Source data:
======
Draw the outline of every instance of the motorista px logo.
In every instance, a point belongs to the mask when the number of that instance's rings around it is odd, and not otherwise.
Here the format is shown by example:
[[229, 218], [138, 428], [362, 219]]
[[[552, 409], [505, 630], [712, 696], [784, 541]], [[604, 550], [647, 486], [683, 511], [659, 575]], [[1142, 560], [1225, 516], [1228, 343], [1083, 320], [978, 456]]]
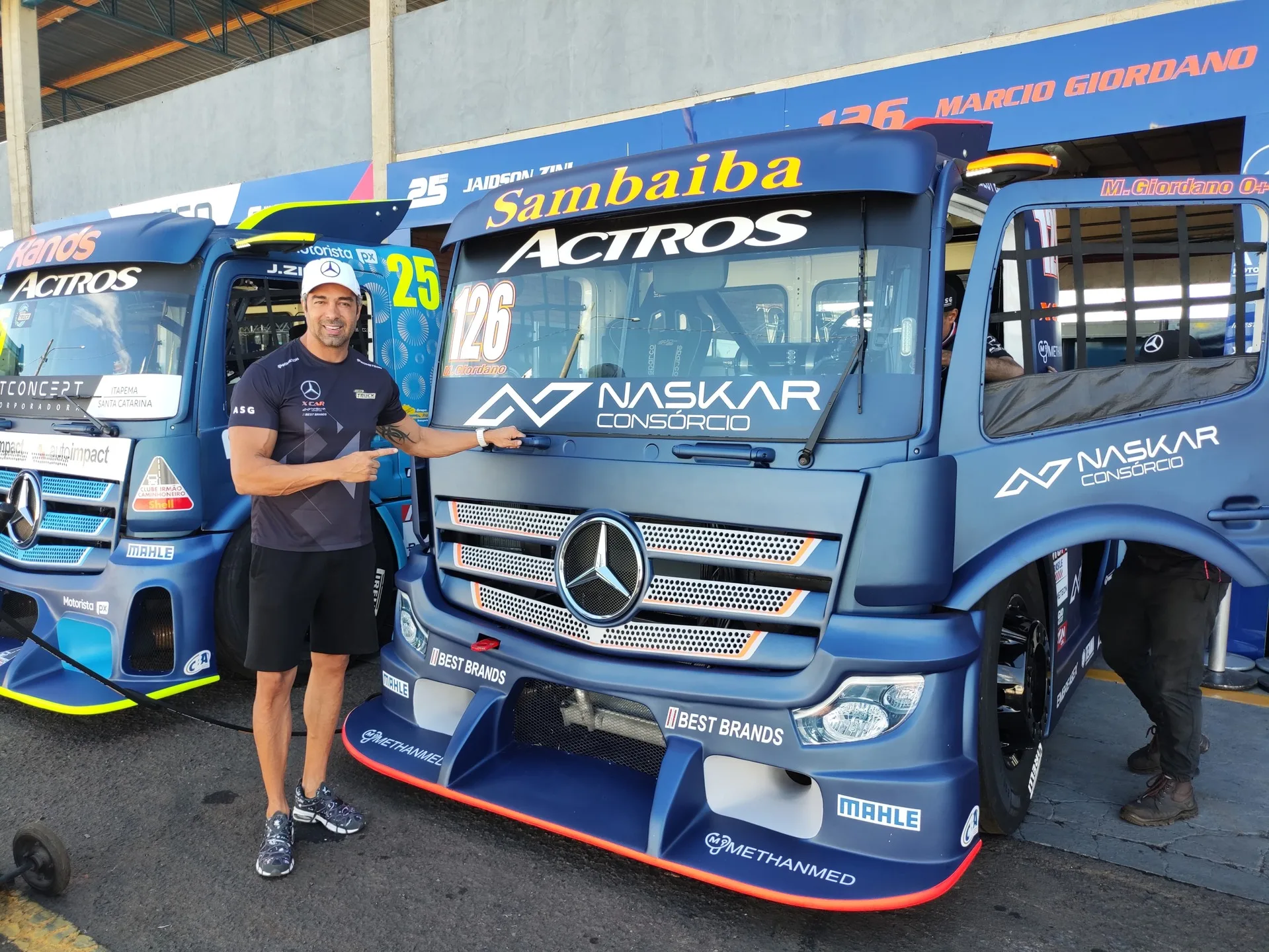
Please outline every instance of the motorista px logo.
======
### Exercise aim:
Quote the items above verbatim, leaving out the pictures.

### Response to this exercise:
Draw the outline of every instance of the motorista px logo.
In every instance, a point belongs to the mask when the number of that instance's rings around it is odd, and not otherwise.
Here the format is shown by example:
[[229, 218], [138, 428], [362, 219]]
[[[552, 409], [505, 630], [712, 696], [784, 541]], [[604, 550], [647, 486], [683, 511], [659, 575]], [[1142, 560], [1225, 516], [1228, 343], [1083, 320], [978, 456]]]
Please outline every instance of the motorista px logo.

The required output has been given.